> [BRIEF]: Your answer should be the line that contains "x=18, y=1286" and each line after it, restated word for word through the final line of the entries.

Image-grounded pointing data:
· · · · · · ·
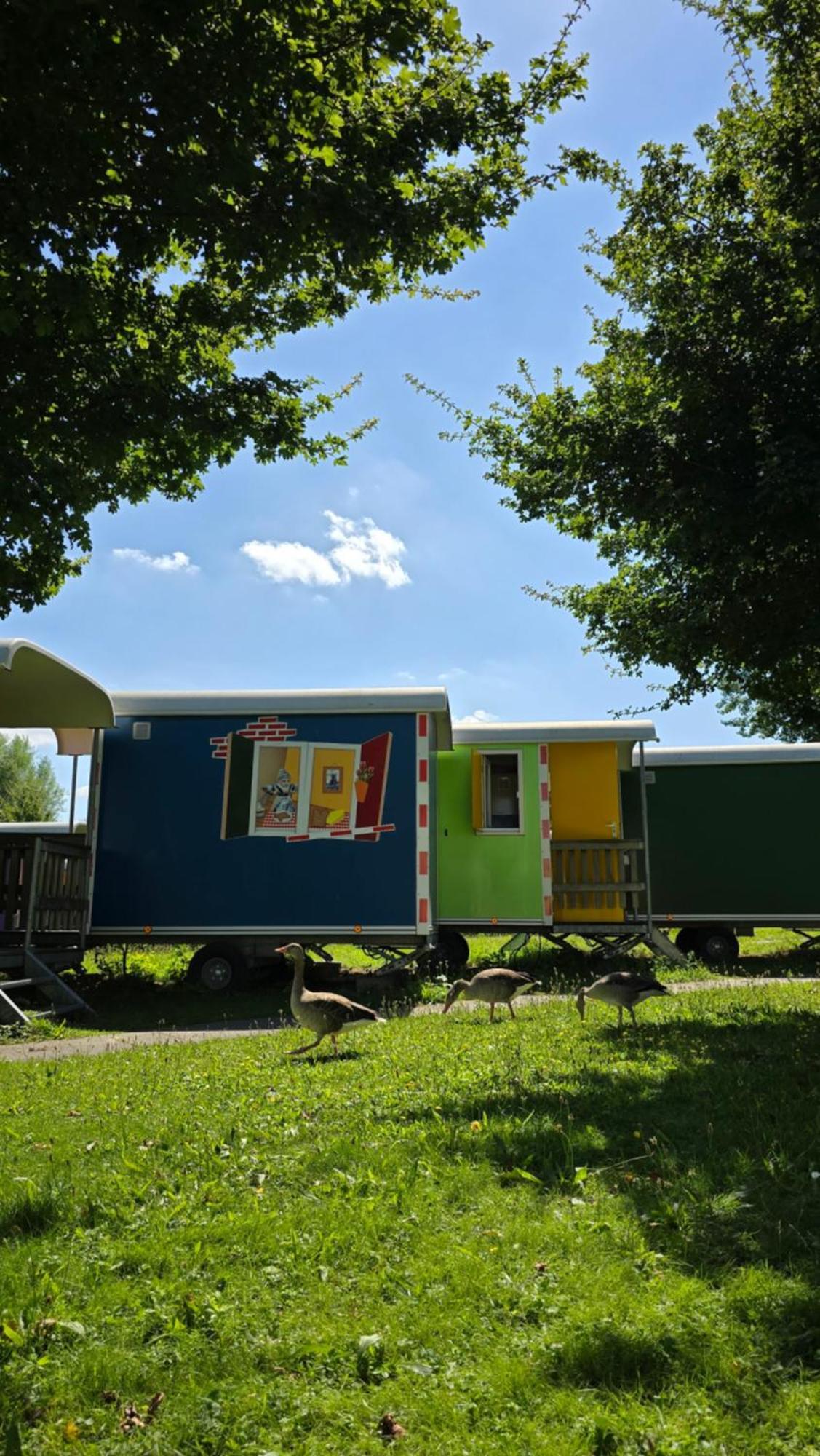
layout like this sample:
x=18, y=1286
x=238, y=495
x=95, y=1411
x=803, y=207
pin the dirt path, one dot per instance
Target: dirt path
x=95, y=1046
· · · · · · ·
> [ANSWER FOR THIS EXERCISE]:
x=18, y=1286
x=238, y=495
x=95, y=1411
x=803, y=207
pin the dirt path, one dot per instance
Target: dirt path
x=95, y=1046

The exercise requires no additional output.